[SEITENTEXT]
━━━━━━━━━━━━━━━━
Kloetenkotze schrieb:


> *
> The Witcher, ca. 10 €*
> 
> Die Screenshots sagen mir zu, aber ich habe die Befürchtung das Gameplay könnte etwas zu actionlastig sein. *Ist diese Angst gerechtfertigt*?


 Ja, definitiv.
 Wenn du aber gewillt bist Kompromisse eingzugehen, kannst du mit The Witcher auch deinen Spass haben:
 Das Gameplay mag actionlastig sein und zuweilen in einer doofen Klickorgie ausarten, jedoch handelt es sich bei dem Spiel um eine tolle Buchvorlage, die dich tief in eine düstere und atmosphärische, erwachsene Welt eintauchen lässt. 
 Du erwähntest ja, dass du Gothic 1 / 2 als letztes spieltest, da bist du beim Witcher eigentlich gut aufgehoben, denn die Welt ist rau, es wird geflucht usw.
━━━━━━━━━━━━━━━━
Einträge mit Zeigeangaben zu benannten Objekten:
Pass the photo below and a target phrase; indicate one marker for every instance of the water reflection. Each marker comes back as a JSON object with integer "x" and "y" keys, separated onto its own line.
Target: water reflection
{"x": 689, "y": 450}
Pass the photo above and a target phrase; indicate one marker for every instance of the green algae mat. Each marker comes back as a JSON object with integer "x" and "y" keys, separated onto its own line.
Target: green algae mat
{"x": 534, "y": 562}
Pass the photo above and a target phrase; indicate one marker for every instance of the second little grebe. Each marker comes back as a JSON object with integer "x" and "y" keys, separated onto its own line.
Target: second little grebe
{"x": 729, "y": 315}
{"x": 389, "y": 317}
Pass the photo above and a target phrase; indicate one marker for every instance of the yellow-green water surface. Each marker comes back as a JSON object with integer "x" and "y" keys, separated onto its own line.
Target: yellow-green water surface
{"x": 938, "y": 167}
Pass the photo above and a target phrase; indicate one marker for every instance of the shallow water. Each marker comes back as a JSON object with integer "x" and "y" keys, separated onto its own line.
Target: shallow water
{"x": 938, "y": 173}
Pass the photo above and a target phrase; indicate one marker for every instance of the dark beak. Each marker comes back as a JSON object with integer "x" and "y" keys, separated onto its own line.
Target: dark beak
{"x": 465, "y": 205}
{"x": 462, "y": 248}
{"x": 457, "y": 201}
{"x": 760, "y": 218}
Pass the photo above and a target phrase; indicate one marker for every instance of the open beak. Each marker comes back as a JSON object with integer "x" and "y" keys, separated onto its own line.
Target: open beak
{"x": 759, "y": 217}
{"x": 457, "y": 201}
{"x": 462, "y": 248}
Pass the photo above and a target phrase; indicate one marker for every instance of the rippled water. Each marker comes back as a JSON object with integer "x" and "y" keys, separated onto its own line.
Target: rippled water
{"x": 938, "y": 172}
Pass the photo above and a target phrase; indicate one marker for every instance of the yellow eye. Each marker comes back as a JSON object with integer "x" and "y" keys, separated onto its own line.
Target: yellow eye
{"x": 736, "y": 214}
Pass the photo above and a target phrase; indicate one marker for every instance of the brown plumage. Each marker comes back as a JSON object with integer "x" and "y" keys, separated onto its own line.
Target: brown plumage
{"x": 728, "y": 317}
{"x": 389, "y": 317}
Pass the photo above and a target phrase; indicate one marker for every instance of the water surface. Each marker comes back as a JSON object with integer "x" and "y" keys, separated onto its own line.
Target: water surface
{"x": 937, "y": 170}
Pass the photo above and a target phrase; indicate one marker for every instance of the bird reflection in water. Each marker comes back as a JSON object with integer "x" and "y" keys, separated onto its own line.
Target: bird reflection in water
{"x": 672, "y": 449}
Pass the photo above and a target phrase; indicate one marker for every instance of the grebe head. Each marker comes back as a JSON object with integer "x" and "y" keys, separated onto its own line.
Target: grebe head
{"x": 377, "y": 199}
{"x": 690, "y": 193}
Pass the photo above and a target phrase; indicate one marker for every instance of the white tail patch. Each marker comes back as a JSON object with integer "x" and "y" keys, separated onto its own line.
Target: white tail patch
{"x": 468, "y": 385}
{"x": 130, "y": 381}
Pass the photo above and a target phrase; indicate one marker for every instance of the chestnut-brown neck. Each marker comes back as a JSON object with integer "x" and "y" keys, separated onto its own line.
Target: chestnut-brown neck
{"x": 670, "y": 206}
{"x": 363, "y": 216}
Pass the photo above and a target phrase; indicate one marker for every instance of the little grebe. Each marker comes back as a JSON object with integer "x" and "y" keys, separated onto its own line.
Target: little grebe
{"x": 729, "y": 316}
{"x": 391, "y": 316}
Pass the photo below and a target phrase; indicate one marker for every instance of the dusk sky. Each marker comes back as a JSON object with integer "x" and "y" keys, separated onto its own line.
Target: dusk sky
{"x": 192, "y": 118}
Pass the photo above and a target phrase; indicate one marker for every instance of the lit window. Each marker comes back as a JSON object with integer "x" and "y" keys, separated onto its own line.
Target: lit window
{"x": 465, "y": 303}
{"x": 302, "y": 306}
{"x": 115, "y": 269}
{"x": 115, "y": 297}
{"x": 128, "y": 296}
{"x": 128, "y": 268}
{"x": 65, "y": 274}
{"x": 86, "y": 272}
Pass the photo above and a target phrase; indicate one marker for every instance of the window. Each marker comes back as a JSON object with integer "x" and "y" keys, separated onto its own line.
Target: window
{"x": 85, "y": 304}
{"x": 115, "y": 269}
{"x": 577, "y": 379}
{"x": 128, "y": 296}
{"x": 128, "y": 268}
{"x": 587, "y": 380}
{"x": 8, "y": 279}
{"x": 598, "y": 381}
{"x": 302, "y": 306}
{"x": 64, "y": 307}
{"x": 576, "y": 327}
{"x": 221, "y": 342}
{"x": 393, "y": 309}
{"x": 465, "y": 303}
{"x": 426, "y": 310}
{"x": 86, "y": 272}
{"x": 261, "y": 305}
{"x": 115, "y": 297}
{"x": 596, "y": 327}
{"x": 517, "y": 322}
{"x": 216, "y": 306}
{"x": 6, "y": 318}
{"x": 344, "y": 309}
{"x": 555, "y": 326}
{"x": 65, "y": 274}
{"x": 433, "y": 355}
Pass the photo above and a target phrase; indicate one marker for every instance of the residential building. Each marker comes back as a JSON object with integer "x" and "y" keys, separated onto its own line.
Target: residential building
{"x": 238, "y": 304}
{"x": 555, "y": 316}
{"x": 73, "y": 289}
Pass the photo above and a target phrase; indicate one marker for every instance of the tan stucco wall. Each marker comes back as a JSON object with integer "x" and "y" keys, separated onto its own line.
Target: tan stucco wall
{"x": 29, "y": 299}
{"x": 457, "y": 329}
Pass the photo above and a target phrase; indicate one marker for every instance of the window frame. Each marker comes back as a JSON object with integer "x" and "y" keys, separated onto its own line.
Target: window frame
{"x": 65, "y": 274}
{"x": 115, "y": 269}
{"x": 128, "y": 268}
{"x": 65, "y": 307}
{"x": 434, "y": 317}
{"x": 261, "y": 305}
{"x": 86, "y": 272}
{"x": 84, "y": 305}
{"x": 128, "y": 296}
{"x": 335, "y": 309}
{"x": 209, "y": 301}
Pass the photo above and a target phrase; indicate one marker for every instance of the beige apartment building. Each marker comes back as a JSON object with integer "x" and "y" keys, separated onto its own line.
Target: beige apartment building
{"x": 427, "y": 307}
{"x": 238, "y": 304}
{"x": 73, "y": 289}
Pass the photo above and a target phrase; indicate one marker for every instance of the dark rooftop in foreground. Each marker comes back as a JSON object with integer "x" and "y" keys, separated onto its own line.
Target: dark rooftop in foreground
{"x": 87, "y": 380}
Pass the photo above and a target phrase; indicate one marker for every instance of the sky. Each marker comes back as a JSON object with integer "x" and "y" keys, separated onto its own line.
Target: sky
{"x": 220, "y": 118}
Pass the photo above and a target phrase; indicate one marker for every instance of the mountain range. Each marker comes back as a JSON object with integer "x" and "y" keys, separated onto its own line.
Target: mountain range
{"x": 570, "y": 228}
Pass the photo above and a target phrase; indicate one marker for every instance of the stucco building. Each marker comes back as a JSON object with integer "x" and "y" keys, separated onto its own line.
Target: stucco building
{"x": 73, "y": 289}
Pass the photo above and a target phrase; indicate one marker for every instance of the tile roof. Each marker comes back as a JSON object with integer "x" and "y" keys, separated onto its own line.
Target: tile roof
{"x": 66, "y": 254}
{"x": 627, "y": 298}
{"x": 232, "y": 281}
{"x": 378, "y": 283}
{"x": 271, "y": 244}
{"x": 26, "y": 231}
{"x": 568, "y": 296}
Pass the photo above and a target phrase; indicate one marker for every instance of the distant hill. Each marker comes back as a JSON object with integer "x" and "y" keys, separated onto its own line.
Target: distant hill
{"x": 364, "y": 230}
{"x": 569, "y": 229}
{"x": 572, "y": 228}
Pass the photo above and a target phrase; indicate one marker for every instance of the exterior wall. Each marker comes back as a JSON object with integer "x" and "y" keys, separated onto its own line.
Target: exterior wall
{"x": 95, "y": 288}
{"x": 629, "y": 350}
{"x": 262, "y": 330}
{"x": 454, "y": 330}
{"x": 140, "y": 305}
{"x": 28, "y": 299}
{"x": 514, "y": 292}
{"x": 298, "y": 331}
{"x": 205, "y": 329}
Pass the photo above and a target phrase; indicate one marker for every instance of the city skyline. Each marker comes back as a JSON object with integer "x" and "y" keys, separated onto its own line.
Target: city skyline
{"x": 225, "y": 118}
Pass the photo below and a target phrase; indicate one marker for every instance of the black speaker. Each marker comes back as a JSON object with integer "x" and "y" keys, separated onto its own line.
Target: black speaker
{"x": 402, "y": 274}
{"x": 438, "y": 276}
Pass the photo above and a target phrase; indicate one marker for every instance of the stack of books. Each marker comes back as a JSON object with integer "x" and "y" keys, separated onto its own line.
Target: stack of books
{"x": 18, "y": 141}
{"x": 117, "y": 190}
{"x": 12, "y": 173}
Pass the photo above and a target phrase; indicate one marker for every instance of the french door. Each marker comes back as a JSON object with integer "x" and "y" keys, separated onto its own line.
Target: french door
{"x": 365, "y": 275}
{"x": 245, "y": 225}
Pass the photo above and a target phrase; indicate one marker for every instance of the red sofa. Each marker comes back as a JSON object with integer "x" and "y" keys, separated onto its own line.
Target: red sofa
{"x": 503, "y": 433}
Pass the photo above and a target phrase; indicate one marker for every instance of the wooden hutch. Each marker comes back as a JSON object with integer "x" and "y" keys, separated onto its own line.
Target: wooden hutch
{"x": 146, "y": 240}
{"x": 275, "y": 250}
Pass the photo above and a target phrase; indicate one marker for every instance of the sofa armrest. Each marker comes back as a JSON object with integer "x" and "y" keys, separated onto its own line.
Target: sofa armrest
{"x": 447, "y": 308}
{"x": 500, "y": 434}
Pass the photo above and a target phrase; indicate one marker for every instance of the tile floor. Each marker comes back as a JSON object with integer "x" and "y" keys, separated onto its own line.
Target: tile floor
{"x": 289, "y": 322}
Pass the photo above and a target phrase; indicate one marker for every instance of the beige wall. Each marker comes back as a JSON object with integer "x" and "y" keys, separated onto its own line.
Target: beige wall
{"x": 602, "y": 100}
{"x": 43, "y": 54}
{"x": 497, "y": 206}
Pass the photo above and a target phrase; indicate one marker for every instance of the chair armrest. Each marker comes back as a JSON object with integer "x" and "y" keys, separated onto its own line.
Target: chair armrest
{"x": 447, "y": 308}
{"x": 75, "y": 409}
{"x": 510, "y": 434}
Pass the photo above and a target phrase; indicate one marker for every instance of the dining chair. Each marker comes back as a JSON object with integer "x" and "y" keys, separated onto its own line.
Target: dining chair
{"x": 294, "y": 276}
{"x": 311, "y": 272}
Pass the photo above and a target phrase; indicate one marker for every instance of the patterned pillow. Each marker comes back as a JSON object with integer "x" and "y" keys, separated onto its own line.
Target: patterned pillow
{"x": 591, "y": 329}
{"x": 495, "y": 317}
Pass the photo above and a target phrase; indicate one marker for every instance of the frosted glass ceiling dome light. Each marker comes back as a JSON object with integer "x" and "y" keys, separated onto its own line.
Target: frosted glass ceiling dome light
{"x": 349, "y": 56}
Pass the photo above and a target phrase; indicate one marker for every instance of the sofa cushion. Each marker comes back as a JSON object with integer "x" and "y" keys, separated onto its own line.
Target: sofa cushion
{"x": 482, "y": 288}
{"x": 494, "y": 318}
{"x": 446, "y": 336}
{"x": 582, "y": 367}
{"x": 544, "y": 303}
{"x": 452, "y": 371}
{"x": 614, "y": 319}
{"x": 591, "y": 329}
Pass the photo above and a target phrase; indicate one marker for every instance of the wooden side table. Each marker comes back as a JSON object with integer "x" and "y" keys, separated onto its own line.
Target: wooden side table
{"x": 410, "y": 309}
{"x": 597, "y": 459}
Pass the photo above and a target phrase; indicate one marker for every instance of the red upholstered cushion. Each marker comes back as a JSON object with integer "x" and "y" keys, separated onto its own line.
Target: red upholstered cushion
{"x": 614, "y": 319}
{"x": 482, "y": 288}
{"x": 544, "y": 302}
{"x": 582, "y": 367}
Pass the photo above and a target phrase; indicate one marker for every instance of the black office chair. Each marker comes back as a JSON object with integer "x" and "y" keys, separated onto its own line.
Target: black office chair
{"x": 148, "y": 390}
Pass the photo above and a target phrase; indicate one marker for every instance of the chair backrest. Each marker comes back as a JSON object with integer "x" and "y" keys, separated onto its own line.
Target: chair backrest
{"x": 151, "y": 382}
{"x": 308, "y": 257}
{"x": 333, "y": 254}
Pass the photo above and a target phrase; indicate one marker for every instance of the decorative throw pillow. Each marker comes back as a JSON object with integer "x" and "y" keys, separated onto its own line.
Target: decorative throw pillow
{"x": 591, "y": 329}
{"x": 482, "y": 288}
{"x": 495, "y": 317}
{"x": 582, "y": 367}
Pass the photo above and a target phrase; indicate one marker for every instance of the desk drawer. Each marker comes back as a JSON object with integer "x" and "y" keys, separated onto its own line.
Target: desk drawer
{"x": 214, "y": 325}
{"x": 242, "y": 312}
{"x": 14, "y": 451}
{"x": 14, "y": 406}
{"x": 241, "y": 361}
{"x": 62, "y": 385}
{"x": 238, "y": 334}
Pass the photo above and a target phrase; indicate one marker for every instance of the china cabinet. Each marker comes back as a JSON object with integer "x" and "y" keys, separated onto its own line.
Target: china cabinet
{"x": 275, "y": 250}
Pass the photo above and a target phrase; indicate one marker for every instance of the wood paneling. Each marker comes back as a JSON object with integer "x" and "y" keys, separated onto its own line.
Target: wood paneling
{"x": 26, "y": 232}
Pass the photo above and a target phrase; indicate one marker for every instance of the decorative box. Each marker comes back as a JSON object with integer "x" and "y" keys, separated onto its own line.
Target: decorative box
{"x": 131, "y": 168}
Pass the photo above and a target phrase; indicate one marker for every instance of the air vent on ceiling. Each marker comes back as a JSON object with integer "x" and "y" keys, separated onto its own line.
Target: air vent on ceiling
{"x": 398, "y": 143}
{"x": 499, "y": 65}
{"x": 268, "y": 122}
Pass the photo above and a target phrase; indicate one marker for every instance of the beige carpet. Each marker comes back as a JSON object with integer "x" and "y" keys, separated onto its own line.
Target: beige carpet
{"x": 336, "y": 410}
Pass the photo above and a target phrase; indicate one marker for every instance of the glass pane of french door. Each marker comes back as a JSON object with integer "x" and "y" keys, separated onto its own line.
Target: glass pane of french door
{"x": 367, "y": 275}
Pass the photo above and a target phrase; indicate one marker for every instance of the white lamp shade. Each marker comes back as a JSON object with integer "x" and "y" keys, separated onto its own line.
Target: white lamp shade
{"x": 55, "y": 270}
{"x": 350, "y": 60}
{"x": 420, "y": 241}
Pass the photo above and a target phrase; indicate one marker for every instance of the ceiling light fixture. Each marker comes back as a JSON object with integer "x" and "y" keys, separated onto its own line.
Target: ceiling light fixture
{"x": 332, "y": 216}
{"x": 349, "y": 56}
━━━━━━━━━━━━━━━━
[DEINE AUFGABE] Welches Spiel hat die angesprochene Person laut Seitentext zuletzt gespielt?

[DIE LÖSUNG] Gothic 1 / 2